Spotlight more changes to hmda

Spotlight More Changes to HMDA

With all of the industry focus on the passing of the Economic Growth, Regulatory Relief, and Consumer Protection Act, it seems appropriate to address what the “2018 HMDA Final Rule” covers.

Rachelle Dekker
Rachelle Dekker – Senior Compliance Advisor

With all of the industry focus on the passing of the Economic Growth, Regulatory Relief, and Consumer Protection Act (EGRRCPA) “the Act,” one section of the Act has really been in the spotlight, which is HMDA.

Over the last year, between adding several new data points, effective January 1, 2018, and the new amendment, which now exempts certain institutions from reporting all of the new data points, it seems appropriate to address what the “2018 HMDA Final Rule” covers.

The “2018 HMDA Final Rule,” a result of the passing of EGRRCPA and Section 104(a), amends HMDA by adding a partial exemption from some of HMDA’s reporting requirements for certain financial institutions. In general, there are five main components addressed by the final rule issued August 31, 2018, which include:

  1. Clarification that the count toward the threshold for the partial exemption includes only loans and lines of credit that are otherwise HMDA reportable;
  2. Addressing how a negative Community Reinvestment Act examination history affects an institution’s ability to qualify for the partial exemption;
  3. Identification of which of the data points in Regulation C are covered;
  4. Designation of a non-universal loan identifier for partially exempt transactions; and
  5. Providing clarification on optional reporting for insured depository institutions and insured credit unions covered by the partial exemption

So let’s start with who qualifies for the partial exemption. If you are an insured depository institution or insured credit union that originated fewer than 500 closed-end mortgage loans in each of the two preceding calendar years or originated fewer than 500 open-end lines of credit in each of the two preceding calendar years, you may qualify.  However, the Act states that even if you meet the exemption criteria, the partial exemption would not apply if an institution subject to CRA receives a rating of “needs to improve” during each of its two most recent examinations or “substantial noncompliance” on its most recent CRA examination.

If your institution qualifies for the partial exemption, it doesn’t mean that you don’t have to file a LAR. It also doesn’t mean that you can revert back to the well-loved “old rules” that reported a lot less data. The partial exemption qualification means you are no longer required to report data points that have been determined to be “exempt” based on the amendment. There are 26 data points that are now considered exempt, which leaves a remaining 22 data points that are still required to be reported. A listing of these data points, can be found within the “2018 HMDA Final Rule.”

The “2018 HMDA Final Rule” also addresses the exemption of the Universal Loan Identifier (ULI) data point and the designation of a non-universal loan identifier for partially exempt transactions. While a partially exempt institution is no longer required to report a ULI, they must still provide each transaction with an identifying number to separate each transaction reported on their LAR; therefore, the new rule addresses requirements for a non-universal loan identifier. Those requirements state:

  1. May be up to 22 characters made up of letters, numbers or a combination;
  2. Must be unique in that you don’t use the same number for more than one file; and
  3. It must not include identifiable information related to the applicant or borrower.

(Records from a dataset)
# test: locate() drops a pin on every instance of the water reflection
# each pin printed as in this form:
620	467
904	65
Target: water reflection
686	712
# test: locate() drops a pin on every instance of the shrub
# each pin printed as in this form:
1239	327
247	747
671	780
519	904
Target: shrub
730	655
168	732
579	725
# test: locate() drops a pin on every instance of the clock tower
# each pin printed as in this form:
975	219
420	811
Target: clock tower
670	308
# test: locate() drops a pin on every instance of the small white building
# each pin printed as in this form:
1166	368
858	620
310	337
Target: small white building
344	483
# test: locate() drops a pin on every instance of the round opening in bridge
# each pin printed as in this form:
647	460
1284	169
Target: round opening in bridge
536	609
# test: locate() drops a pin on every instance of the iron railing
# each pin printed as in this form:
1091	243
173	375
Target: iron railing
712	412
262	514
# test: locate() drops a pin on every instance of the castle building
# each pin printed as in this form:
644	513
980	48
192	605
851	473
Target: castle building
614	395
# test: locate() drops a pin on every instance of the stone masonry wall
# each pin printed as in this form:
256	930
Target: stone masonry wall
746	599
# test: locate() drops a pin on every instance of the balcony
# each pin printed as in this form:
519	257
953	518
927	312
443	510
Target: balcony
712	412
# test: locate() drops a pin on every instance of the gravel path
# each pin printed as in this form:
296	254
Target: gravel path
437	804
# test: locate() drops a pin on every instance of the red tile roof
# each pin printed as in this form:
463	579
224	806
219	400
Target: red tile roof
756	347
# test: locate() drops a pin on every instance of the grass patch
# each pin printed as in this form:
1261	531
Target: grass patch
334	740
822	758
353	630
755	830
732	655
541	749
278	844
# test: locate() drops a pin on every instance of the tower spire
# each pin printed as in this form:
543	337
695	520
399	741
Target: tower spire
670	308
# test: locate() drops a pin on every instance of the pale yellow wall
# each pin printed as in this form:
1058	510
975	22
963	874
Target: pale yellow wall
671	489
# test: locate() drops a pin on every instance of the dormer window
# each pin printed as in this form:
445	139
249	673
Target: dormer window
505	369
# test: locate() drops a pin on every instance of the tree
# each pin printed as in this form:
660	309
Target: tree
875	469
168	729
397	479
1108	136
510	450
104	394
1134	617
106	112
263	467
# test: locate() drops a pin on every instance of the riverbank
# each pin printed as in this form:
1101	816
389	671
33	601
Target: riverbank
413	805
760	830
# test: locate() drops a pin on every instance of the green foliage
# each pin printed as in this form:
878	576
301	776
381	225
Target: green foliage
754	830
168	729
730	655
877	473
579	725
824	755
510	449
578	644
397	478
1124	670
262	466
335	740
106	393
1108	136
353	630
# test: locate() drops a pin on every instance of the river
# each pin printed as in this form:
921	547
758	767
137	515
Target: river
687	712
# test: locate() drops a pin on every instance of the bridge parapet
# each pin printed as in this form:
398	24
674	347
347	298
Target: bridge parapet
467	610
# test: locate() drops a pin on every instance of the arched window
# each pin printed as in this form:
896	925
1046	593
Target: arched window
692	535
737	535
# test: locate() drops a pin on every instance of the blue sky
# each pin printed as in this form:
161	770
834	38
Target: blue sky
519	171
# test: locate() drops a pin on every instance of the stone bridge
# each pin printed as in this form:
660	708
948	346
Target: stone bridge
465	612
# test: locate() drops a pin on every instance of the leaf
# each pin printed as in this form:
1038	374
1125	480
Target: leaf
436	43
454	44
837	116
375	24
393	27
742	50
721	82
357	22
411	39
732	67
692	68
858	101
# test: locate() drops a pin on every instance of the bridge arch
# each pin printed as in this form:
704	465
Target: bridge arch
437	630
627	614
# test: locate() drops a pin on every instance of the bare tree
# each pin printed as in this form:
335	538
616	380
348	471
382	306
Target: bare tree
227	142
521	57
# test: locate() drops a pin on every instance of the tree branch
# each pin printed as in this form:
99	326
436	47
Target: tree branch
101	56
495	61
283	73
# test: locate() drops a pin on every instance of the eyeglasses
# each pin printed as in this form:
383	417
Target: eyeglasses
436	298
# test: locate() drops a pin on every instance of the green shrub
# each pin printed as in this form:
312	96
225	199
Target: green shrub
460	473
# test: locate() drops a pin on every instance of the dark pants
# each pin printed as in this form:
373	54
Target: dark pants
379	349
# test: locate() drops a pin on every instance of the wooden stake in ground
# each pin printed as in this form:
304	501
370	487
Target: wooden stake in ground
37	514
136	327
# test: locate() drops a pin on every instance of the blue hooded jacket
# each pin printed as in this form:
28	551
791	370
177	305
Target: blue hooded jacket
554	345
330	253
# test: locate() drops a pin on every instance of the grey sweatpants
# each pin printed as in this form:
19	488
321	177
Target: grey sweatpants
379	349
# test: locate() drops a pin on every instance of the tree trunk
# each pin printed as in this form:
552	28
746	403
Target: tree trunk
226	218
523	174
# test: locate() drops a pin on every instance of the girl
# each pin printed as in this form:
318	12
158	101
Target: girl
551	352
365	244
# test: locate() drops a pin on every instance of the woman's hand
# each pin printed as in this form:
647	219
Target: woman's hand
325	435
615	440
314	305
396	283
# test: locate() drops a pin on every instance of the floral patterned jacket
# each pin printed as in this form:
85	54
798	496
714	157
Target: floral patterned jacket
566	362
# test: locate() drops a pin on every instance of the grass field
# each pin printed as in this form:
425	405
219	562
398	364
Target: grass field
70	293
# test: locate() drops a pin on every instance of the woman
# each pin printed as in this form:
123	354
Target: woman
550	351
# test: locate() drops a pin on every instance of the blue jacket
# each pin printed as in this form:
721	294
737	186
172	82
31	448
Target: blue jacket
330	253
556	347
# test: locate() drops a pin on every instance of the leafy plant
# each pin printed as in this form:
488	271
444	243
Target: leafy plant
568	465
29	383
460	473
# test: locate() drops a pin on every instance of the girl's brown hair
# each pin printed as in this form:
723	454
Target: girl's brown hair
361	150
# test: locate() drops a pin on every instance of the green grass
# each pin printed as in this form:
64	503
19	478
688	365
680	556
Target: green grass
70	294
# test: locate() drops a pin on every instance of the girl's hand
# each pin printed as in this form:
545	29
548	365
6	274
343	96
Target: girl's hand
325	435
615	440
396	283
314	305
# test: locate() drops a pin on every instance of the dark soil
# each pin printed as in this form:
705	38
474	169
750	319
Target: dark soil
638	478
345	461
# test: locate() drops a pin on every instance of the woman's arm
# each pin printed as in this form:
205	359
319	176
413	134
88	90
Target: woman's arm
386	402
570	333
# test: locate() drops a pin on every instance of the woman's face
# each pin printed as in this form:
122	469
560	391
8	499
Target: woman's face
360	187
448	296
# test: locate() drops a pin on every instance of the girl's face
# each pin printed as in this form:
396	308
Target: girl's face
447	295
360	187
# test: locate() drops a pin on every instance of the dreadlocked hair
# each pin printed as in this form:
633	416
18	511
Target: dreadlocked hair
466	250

Stated exercise 1
Answer these questions from the article on HMDA changes.
(a) On what date was the final rule issued?
(b) How many data points are now considered exempt under the partial exemption?
(c) What is the maximum number of characters allowed in a non-universal loan identifier?
Stated exercise 2
Collect every line of the entries that contains the string "dreadlocked". Case counts.

Exercise result 1
(a) August 31, 2018
(b) 26
(c) 22

Exercise result 2
# test: locate() drops a pin on every instance of the dreadlocked hair
Target: dreadlocked hair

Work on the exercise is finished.